■ **提供文**:

主題歌や劇中歌含めてどれも良かったです。

~注意点~ 

①惜しい!2つの理由

本作ほど「惜しい」と思える作品も無く
やはり一番はその「脚本構成」だったと思う。

その「惜しい」点が大量にあるので絞ると
「テーマのブレ」と「終盤の尻すぼみ」かと。


「テーマのブレ」は端的に言えば
描きたいテーマが多すぎたし煩雑で
終盤へのカタルシスが消えてしまった。

母と娘、父と娘、本当の自分、恋愛
助けたい気持ち、現実と仮想、社会
虐待、自分の居場所、人との繋がり etc


とにかくその大量のテーマが
「すず」と「竜」の出会いの行く末に
どう描くかという「脚本」の軸がまとまらず
映像・音楽性の良さだけが目立ってしまう。


「終盤の尻すぼみ」は特に気になっていて
詳細は語りませんが、本作の終盤の描き方は
ひとつの映画として魅力的とは思えず

「すず」の想いや成長だとか
「竜」の正体や抱える問題だとか

終盤で描かれる「テーマ」が
それまで物語で描いていたものに
上手く繋がっていたとはとても思えず

むしろ「繋がっていたのか?」と思う程
最後の30分の尻すぼみは残念に感じて。


この大別した2点によって
映画作品としての「カタルシス」
最終的に「歌と映像」のその一瞬だけに
感じてしまった事が本作最大の「惜しい」点。

②ディズニー風味

仮想世界歌姫の「ベル」のキャラデザは
あの「アナ雪」のデザイナーという事で
言われてみれば気付くキャラメイク。

また歌姫と竜、仮想世界で踊る二人
この演出は誰もが気付く「美女と野獣」の
オマージュが満載。名前も同じ「ベル」。

■ **提供データ**:
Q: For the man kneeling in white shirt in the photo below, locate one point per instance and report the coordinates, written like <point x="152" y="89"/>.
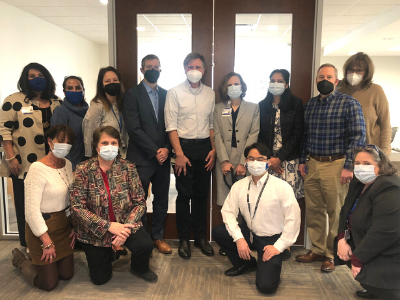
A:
<point x="271" y="221"/>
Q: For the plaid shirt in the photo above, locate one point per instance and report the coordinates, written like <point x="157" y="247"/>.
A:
<point x="89" y="200"/>
<point x="333" y="126"/>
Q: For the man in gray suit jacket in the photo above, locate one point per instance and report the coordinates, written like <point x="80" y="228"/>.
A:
<point x="149" y="145"/>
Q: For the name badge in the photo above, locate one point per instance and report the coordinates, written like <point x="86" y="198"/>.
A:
<point x="27" y="110"/>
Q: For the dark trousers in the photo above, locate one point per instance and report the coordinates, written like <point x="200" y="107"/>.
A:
<point x="19" y="200"/>
<point x="159" y="177"/>
<point x="100" y="258"/>
<point x="269" y="272"/>
<point x="194" y="188"/>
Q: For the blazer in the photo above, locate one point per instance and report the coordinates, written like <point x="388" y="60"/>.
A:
<point x="146" y="134"/>
<point x="292" y="125"/>
<point x="247" y="127"/>
<point x="375" y="230"/>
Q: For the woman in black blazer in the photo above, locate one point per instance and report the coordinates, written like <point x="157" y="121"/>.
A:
<point x="369" y="226"/>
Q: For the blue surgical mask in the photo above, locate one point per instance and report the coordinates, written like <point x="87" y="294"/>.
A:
<point x="74" y="98"/>
<point x="38" y="84"/>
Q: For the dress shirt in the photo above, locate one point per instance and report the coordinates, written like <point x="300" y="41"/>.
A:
<point x="333" y="126"/>
<point x="190" y="111"/>
<point x="153" y="95"/>
<point x="278" y="211"/>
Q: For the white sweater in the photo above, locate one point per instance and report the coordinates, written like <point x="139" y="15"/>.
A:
<point x="46" y="191"/>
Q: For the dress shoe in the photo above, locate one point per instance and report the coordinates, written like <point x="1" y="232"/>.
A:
<point x="184" y="249"/>
<point x="310" y="257"/>
<point x="365" y="294"/>
<point x="205" y="247"/>
<point x="328" y="265"/>
<point x="236" y="271"/>
<point x="148" y="276"/>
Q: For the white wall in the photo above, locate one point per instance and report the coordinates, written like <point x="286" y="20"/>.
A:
<point x="25" y="38"/>
<point x="387" y="75"/>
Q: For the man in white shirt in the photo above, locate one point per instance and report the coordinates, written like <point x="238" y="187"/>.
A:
<point x="271" y="221"/>
<point x="189" y="112"/>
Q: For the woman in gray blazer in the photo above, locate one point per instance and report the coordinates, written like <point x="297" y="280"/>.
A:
<point x="236" y="126"/>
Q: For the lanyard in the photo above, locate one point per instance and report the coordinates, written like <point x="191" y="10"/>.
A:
<point x="119" y="121"/>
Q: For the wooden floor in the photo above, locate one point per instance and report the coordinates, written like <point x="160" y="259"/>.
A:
<point x="201" y="277"/>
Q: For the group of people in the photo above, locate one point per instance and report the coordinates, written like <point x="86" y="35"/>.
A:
<point x="125" y="141"/>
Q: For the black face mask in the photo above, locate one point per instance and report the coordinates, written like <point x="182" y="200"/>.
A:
<point x="325" y="87"/>
<point x="152" y="75"/>
<point x="113" y="88"/>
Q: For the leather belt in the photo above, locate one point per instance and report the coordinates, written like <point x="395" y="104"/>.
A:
<point x="327" y="158"/>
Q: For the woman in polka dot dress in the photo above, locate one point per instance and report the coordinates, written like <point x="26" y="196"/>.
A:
<point x="24" y="118"/>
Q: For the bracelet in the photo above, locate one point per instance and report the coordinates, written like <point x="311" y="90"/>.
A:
<point x="48" y="246"/>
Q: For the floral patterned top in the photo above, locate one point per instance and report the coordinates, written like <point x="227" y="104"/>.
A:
<point x="89" y="200"/>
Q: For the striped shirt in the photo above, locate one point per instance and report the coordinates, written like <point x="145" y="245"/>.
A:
<point x="333" y="126"/>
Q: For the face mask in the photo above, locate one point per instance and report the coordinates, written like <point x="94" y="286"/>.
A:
<point x="38" y="84"/>
<point x="152" y="75"/>
<point x="194" y="76"/>
<point x="113" y="88"/>
<point x="257" y="168"/>
<point x="354" y="78"/>
<point x="74" y="98"/>
<point x="108" y="152"/>
<point x="61" y="150"/>
<point x="365" y="173"/>
<point x="234" y="91"/>
<point x="276" y="88"/>
<point x="325" y="87"/>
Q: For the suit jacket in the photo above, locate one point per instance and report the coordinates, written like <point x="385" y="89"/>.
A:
<point x="375" y="229"/>
<point x="247" y="127"/>
<point x="146" y="134"/>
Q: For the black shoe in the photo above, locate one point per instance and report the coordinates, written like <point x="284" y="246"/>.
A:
<point x="365" y="294"/>
<point x="205" y="247"/>
<point x="184" y="249"/>
<point x="236" y="271"/>
<point x="148" y="276"/>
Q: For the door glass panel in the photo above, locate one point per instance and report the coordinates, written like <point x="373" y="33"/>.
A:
<point x="263" y="43"/>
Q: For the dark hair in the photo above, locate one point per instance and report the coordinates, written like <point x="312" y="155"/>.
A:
<point x="192" y="56"/>
<point x="149" y="57"/>
<point x="223" y="87"/>
<point x="363" y="61"/>
<point x="66" y="78"/>
<point x="101" y="94"/>
<point x="24" y="87"/>
<point x="386" y="167"/>
<point x="262" y="149"/>
<point x="61" y="132"/>
<point x="109" y="130"/>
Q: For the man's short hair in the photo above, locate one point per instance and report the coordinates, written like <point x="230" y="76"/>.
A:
<point x="192" y="56"/>
<point x="262" y="149"/>
<point x="327" y="65"/>
<point x="149" y="57"/>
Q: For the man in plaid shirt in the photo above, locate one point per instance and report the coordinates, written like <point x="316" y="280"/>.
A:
<point x="334" y="126"/>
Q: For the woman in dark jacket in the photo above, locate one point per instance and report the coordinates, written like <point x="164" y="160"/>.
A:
<point x="281" y="129"/>
<point x="369" y="225"/>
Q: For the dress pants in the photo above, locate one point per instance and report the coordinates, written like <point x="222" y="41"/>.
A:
<point x="269" y="272"/>
<point x="159" y="177"/>
<point x="100" y="258"/>
<point x="324" y="194"/>
<point x="19" y="202"/>
<point x="193" y="187"/>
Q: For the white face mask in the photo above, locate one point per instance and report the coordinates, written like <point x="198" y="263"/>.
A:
<point x="108" y="152"/>
<point x="354" y="78"/>
<point x="257" y="168"/>
<point x="194" y="76"/>
<point x="276" y="88"/>
<point x="365" y="173"/>
<point x="234" y="91"/>
<point x="61" y="150"/>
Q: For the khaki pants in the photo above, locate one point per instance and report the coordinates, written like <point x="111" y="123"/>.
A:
<point x="324" y="194"/>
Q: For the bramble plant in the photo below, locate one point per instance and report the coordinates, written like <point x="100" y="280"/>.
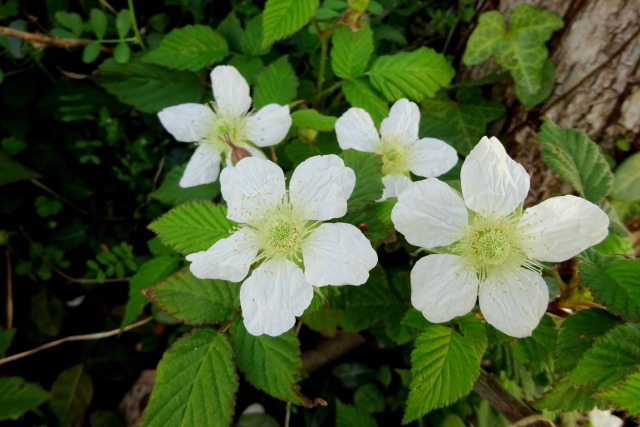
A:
<point x="339" y="243"/>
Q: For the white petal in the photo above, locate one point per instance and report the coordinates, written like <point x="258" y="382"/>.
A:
<point x="320" y="187"/>
<point x="228" y="259"/>
<point x="492" y="183"/>
<point x="272" y="297"/>
<point x="394" y="185"/>
<point x="187" y="122"/>
<point x="268" y="126"/>
<point x="430" y="214"/>
<point x="230" y="90"/>
<point x="402" y="123"/>
<point x="251" y="188"/>
<point x="442" y="288"/>
<point x="356" y="130"/>
<point x="337" y="254"/>
<point x="514" y="304"/>
<point x="560" y="228"/>
<point x="203" y="167"/>
<point x="432" y="157"/>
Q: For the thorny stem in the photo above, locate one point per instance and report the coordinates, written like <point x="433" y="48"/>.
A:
<point x="85" y="337"/>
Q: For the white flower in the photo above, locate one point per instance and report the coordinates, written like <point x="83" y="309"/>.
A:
<point x="398" y="145"/>
<point x="228" y="124"/>
<point x="282" y="229"/>
<point x="493" y="246"/>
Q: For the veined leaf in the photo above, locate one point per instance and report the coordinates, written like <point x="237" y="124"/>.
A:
<point x="18" y="396"/>
<point x="414" y="75"/>
<point x="271" y="364"/>
<point x="193" y="227"/>
<point x="194" y="300"/>
<point x="351" y="51"/>
<point x="147" y="87"/>
<point x="191" y="47"/>
<point x="444" y="367"/>
<point x="282" y="18"/>
<point x="196" y="382"/>
<point x="577" y="159"/>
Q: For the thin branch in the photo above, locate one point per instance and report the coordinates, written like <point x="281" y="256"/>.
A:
<point x="85" y="337"/>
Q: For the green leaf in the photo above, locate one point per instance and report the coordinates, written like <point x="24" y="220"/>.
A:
<point x="461" y="123"/>
<point x="71" y="393"/>
<point x="194" y="300"/>
<point x="625" y="395"/>
<point x="196" y="383"/>
<point x="444" y="367"/>
<point x="577" y="159"/>
<point x="271" y="364"/>
<point x="615" y="285"/>
<point x="350" y="416"/>
<point x="193" y="226"/>
<point x="311" y="119"/>
<point x="12" y="171"/>
<point x="170" y="192"/>
<point x="577" y="335"/>
<point x="191" y="47"/>
<point x="360" y="94"/>
<point x="277" y="84"/>
<point x="611" y="358"/>
<point x="149" y="273"/>
<point x="414" y="75"/>
<point x="626" y="179"/>
<point x="351" y="51"/>
<point x="282" y="18"/>
<point x="368" y="170"/>
<point x="18" y="396"/>
<point x="149" y="88"/>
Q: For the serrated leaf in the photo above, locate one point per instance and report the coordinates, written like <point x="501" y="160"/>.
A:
<point x="149" y="273"/>
<point x="170" y="192"/>
<point x="193" y="226"/>
<point x="351" y="51"/>
<point x="194" y="300"/>
<point x="611" y="358"/>
<point x="311" y="119"/>
<point x="282" y="18"/>
<point x="271" y="364"/>
<point x="147" y="87"/>
<point x="461" y="123"/>
<point x="196" y="383"/>
<point x="277" y="84"/>
<point x="615" y="285"/>
<point x="414" y="75"/>
<point x="360" y="94"/>
<point x="626" y="182"/>
<point x="191" y="47"/>
<point x="577" y="335"/>
<point x="444" y="367"/>
<point x="18" y="396"/>
<point x="625" y="395"/>
<point x="71" y="394"/>
<point x="577" y="159"/>
<point x="368" y="170"/>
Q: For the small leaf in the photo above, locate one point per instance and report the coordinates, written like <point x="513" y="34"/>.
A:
<point x="193" y="227"/>
<point x="277" y="84"/>
<point x="194" y="300"/>
<point x="282" y="18"/>
<point x="191" y="47"/>
<point x="71" y="393"/>
<point x="414" y="75"/>
<point x="18" y="396"/>
<point x="577" y="159"/>
<point x="271" y="364"/>
<point x="196" y="383"/>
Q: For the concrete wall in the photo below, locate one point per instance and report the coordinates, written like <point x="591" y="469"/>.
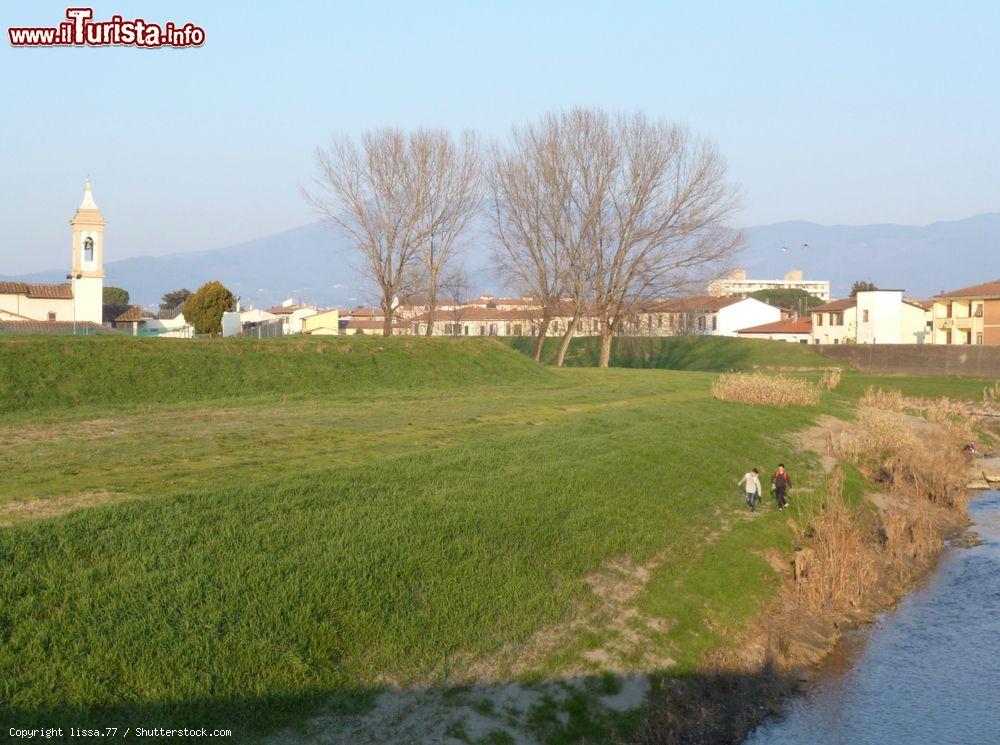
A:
<point x="970" y="361"/>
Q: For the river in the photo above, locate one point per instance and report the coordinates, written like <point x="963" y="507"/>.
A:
<point x="926" y="672"/>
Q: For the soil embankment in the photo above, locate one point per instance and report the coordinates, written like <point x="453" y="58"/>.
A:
<point x="851" y="562"/>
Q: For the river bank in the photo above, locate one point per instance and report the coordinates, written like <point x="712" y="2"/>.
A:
<point x="926" y="671"/>
<point x="853" y="562"/>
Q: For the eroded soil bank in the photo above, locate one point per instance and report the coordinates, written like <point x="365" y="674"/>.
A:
<point x="852" y="563"/>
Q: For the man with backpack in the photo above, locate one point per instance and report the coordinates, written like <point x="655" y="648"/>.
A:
<point x="781" y="484"/>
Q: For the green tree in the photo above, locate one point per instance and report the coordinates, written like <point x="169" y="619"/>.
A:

■ **課題内容**: 映画レビューのうち、「この大別した2点によって」から「オマージュが満載。名前も同じ「ベル」。」までを一字も変えずに抜き出すこと。

■ **回答**:
この大別した2点によって
映画作品としての「カタルシス」
最終的に「歌と映像」のその一瞬だけに
感じてしまった事が本作最大の「惜しい」点。

②ディズニー風味

仮想世界歌姫の「ベル」のキャラデザは
あの「アナ雪」のデザイナーという事で
言われてみれば気付くキャラメイク。

また歌姫と竜、仮想世界で踊る二人
この演出は誰もが気付く「美女と野獣」の
オマージュが満載。名前も同じ「ベル」。